What to produce> Could you print the entries verbatim, from their start through the line that contains "[[0, 0, 400, 125]]", both ends included, with the pictures left out?

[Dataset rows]

>>

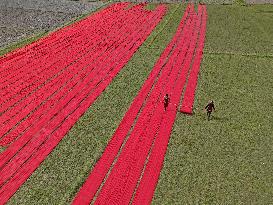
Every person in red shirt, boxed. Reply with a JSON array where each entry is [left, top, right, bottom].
[[205, 100, 215, 120], [164, 94, 170, 111]]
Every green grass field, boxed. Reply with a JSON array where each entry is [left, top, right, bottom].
[[4, 4, 273, 204]]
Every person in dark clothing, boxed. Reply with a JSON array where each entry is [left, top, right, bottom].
[[164, 94, 170, 111], [205, 100, 215, 120]]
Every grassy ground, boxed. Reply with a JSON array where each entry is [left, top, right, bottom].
[[0, 2, 110, 57], [10, 5, 185, 204], [153, 5, 273, 204], [4, 4, 273, 204]]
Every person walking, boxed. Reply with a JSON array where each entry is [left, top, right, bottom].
[[164, 94, 170, 111], [205, 100, 215, 120]]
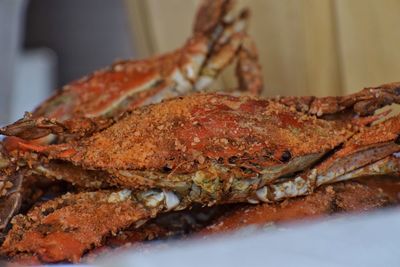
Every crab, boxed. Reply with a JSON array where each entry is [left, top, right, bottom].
[[0, 0, 263, 232], [0, 83, 400, 262]]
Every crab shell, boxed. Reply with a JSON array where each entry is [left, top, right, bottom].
[[15, 94, 352, 202]]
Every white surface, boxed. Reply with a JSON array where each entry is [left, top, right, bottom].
[[10, 48, 56, 122], [98, 209, 400, 267]]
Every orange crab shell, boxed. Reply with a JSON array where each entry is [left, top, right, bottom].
[[36, 94, 350, 172]]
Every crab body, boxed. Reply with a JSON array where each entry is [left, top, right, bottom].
[[0, 0, 262, 233], [3, 84, 400, 261]]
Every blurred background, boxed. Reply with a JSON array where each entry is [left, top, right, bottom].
[[0, 0, 400, 125]]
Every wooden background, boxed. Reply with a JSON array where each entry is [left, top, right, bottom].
[[126, 0, 400, 96]]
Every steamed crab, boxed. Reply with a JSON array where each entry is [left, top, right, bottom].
[[1, 84, 400, 261], [0, 0, 262, 229]]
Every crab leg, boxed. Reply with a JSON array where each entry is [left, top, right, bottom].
[[255, 115, 400, 202], [275, 83, 400, 117]]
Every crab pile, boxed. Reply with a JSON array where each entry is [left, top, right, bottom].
[[0, 0, 400, 262]]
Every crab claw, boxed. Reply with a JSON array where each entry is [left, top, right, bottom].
[[0, 116, 114, 143], [275, 82, 400, 119]]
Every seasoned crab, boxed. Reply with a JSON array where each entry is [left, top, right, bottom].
[[0, 0, 262, 232], [1, 84, 400, 261]]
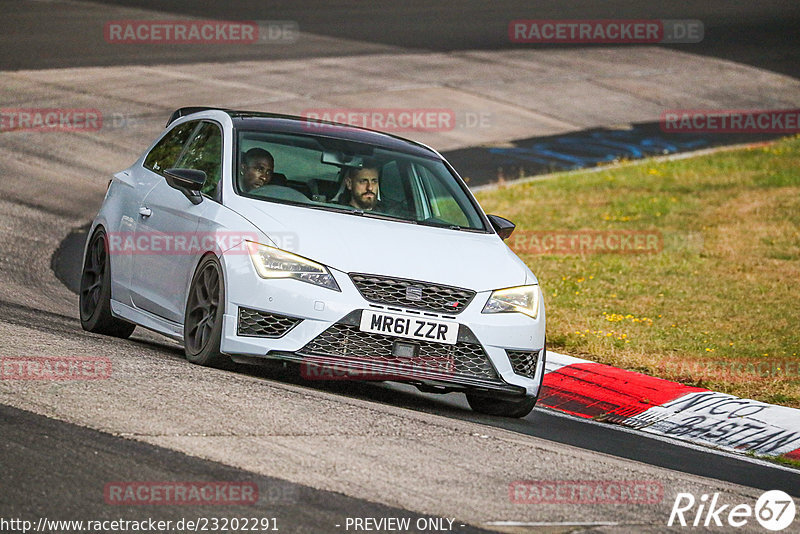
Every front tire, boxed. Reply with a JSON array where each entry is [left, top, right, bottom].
[[183, 255, 233, 368], [467, 393, 538, 417], [80, 229, 136, 339]]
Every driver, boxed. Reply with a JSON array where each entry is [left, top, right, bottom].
[[344, 167, 383, 211], [239, 148, 275, 192]]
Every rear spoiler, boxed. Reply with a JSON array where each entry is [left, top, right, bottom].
[[164, 106, 226, 128]]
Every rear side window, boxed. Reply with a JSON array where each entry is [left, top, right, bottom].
[[144, 121, 200, 174]]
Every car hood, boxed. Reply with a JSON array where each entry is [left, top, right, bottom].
[[237, 201, 536, 291]]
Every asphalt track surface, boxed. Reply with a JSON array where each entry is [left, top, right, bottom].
[[0, 2, 800, 532], [0, 0, 800, 77]]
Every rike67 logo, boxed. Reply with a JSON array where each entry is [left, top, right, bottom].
[[667, 490, 796, 532]]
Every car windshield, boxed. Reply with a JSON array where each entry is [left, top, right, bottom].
[[234, 131, 486, 231]]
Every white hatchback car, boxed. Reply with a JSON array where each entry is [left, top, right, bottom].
[[80, 108, 545, 417]]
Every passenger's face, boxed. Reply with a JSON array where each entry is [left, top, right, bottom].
[[242, 158, 275, 191], [347, 169, 378, 210]]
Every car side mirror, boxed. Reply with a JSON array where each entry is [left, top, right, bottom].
[[164, 169, 206, 204], [487, 215, 516, 239]]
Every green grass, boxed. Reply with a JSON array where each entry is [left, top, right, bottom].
[[478, 137, 800, 407]]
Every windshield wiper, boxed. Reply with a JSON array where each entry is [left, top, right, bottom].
[[417, 219, 464, 230]]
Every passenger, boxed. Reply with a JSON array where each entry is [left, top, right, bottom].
[[239, 148, 275, 192]]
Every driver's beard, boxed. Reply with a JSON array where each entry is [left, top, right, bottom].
[[356, 195, 378, 210]]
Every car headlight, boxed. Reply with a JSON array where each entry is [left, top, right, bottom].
[[247, 241, 341, 291], [482, 286, 539, 319]]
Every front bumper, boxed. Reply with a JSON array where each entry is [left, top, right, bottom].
[[221, 256, 545, 398]]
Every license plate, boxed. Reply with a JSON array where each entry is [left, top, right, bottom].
[[359, 310, 458, 345]]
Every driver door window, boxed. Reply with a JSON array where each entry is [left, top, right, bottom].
[[174, 122, 222, 194]]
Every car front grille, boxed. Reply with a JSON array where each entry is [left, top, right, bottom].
[[506, 350, 539, 378], [350, 273, 475, 314], [298, 323, 498, 380], [237, 308, 302, 338]]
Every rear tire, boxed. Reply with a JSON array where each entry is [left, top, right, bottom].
[[79, 228, 136, 339], [183, 255, 233, 368], [467, 393, 538, 417]]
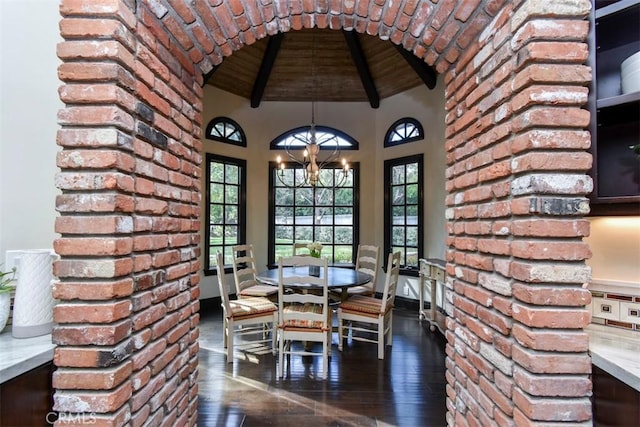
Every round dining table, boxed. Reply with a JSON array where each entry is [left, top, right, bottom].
[[256, 266, 373, 301]]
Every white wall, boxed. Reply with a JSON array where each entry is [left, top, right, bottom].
[[201, 81, 446, 298], [0, 0, 62, 264]]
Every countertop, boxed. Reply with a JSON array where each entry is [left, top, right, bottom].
[[0, 328, 55, 384], [585, 323, 640, 391]]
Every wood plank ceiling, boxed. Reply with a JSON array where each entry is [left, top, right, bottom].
[[205, 28, 437, 108]]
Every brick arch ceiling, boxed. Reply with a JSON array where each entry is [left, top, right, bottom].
[[150, 0, 504, 79]]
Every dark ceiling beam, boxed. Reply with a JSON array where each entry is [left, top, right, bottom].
[[251, 33, 284, 108], [393, 43, 438, 89], [342, 30, 380, 108]]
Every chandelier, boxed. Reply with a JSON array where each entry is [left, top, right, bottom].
[[276, 102, 351, 188], [276, 33, 350, 188]]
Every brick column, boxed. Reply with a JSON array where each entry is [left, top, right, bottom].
[[446, 0, 592, 426], [53, 0, 202, 426]]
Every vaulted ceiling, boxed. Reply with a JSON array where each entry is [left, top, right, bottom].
[[205, 28, 437, 108]]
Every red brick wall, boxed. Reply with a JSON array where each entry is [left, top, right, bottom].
[[53, 0, 591, 426], [446, 1, 592, 426], [53, 0, 202, 426]]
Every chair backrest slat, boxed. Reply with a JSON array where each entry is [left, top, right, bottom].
[[231, 244, 258, 297], [216, 252, 231, 316], [356, 245, 380, 293], [380, 251, 401, 313]]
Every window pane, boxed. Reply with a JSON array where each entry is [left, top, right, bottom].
[[275, 226, 293, 245], [275, 207, 293, 224], [333, 227, 353, 244], [268, 162, 358, 264], [391, 186, 405, 205], [316, 188, 333, 205], [296, 227, 313, 242], [315, 227, 333, 244], [391, 165, 404, 185], [335, 208, 355, 225], [391, 227, 405, 245], [407, 163, 418, 183], [336, 188, 353, 206], [391, 206, 405, 225], [210, 225, 224, 244], [209, 205, 224, 224], [275, 243, 293, 262], [315, 208, 333, 225], [225, 165, 240, 184], [225, 206, 238, 224], [406, 184, 418, 205], [296, 207, 313, 224], [209, 163, 224, 182], [385, 155, 424, 270], [320, 169, 334, 187], [224, 225, 238, 245], [405, 227, 418, 246], [209, 184, 224, 203], [333, 246, 353, 264], [405, 248, 420, 268], [407, 205, 418, 225], [205, 155, 246, 270], [276, 187, 293, 206], [295, 188, 313, 206], [225, 185, 239, 204]]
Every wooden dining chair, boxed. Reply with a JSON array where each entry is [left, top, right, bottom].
[[347, 245, 380, 297], [278, 256, 332, 379], [293, 242, 311, 256], [338, 252, 400, 359], [216, 252, 278, 363], [231, 244, 278, 301]]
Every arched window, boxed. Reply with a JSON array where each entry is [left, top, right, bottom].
[[205, 117, 247, 147], [267, 126, 360, 266], [384, 117, 424, 147], [269, 125, 358, 150]]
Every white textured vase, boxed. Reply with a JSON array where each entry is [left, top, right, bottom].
[[0, 292, 11, 332], [11, 250, 55, 338]]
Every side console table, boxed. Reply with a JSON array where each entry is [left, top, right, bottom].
[[418, 258, 446, 334]]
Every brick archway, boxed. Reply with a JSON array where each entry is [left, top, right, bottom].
[[53, 0, 591, 425]]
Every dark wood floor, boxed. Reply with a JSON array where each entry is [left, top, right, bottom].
[[198, 307, 446, 427]]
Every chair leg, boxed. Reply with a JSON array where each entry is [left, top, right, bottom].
[[338, 315, 344, 351], [227, 320, 234, 363], [271, 312, 278, 356], [322, 334, 329, 380], [278, 330, 284, 378], [222, 317, 229, 348]]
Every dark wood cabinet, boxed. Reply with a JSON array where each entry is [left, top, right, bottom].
[[589, 0, 640, 215], [0, 362, 57, 426], [591, 366, 640, 427]]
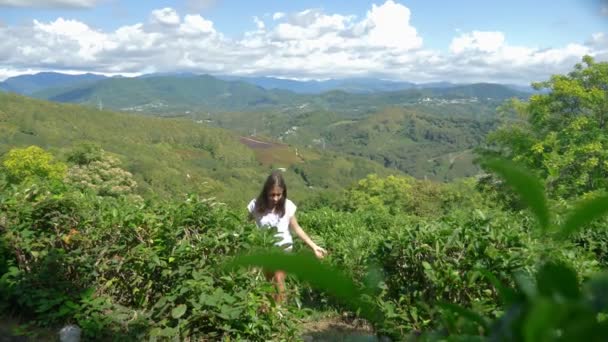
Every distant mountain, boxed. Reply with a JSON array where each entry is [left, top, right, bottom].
[[32, 75, 302, 113], [0, 72, 107, 95], [32, 75, 529, 114], [216, 76, 416, 94]]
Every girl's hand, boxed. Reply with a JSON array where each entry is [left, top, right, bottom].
[[312, 245, 327, 259]]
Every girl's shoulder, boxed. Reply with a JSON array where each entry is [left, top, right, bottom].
[[285, 198, 298, 217], [247, 198, 256, 213]]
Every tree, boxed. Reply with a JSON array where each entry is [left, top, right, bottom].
[[66, 145, 137, 197], [484, 56, 608, 199], [2, 146, 67, 183]]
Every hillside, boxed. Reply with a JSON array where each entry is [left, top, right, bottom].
[[0, 72, 106, 95], [0, 94, 398, 202], [207, 102, 497, 181], [33, 75, 528, 116]]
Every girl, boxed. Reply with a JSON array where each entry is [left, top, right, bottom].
[[247, 171, 327, 304]]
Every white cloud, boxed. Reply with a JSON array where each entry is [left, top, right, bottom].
[[365, 0, 422, 50], [0, 0, 608, 83], [450, 31, 505, 54], [0, 0, 100, 8], [151, 7, 180, 26], [253, 16, 266, 30], [179, 14, 215, 35]]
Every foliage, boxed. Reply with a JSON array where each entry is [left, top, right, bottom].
[[487, 56, 608, 199], [2, 146, 66, 183], [66, 147, 137, 196], [0, 178, 296, 340]]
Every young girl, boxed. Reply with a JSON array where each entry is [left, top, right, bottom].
[[247, 171, 327, 304]]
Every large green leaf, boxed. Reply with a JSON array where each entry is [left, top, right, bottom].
[[560, 195, 608, 237], [479, 269, 518, 306], [437, 303, 489, 331], [524, 298, 563, 342], [171, 304, 188, 318], [536, 263, 580, 300], [225, 251, 381, 322], [483, 159, 550, 231]]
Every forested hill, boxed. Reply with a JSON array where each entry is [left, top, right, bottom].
[[0, 93, 401, 202], [27, 75, 529, 115]]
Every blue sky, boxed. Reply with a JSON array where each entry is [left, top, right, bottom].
[[0, 0, 608, 83]]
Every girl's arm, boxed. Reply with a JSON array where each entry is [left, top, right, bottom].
[[289, 215, 327, 258]]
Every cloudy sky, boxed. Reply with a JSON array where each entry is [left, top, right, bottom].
[[0, 0, 608, 84]]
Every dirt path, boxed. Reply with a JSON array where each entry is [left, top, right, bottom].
[[302, 317, 388, 342], [239, 137, 282, 148]]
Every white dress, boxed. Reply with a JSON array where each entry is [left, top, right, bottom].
[[247, 199, 297, 250]]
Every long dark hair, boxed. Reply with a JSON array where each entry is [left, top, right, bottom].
[[255, 171, 287, 217]]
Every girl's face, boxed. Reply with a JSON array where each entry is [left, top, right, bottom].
[[268, 185, 283, 207]]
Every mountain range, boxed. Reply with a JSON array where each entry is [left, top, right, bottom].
[[0, 72, 533, 99], [0, 73, 530, 115]]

<<

Full response>
Every person in red shirt, boxed. Reply with a JSON array where each entry is [left, top, right, bottom].
[[205, 100, 215, 120], [164, 94, 170, 111]]
Every green grass field, boxed. Reply with a JSON array where each entry is [left, top, right, bottom].
[[4, 4, 273, 204]]
Every person in dark clothing, boxed. Reply with a JSON array where each entry is [left, top, right, bottom].
[[164, 94, 170, 111], [205, 100, 215, 120]]
Every grassy ground, boxed. Reply with a JSON array where each entry is [left, top, right, bottom].
[[0, 2, 110, 57], [10, 5, 185, 204], [153, 5, 273, 204], [4, 4, 273, 204]]
Every person walking, boxed. Reply with a JSON array where each entry is [left, top, right, bottom].
[[164, 94, 170, 111], [205, 100, 215, 120]]
Every crab, boxed. Reply with a JSON array where each entry is [left, top, right, bottom].
[[0, 0, 263, 232], [0, 83, 400, 262]]
Every crab shell, boxed. Reply with a JSON array where each entry is [left, top, right, bottom].
[[15, 94, 352, 202]]
Every white surface, boxed. Reply with a JSON array where each entry is [left, top, right, bottom].
[[10, 48, 56, 122], [98, 209, 400, 267]]
Every orange crab shell, boxed. Reply with a JSON array where each entry is [left, top, right, bottom].
[[36, 94, 350, 172]]
Every crab body, boxed. Reply with a JSON array where each entry is [left, top, right, bottom].
[[0, 0, 262, 233], [3, 84, 400, 261]]
Every blurred background, boxed. Reply with a JSON array where each entry is [left, top, right, bottom].
[[0, 0, 400, 125]]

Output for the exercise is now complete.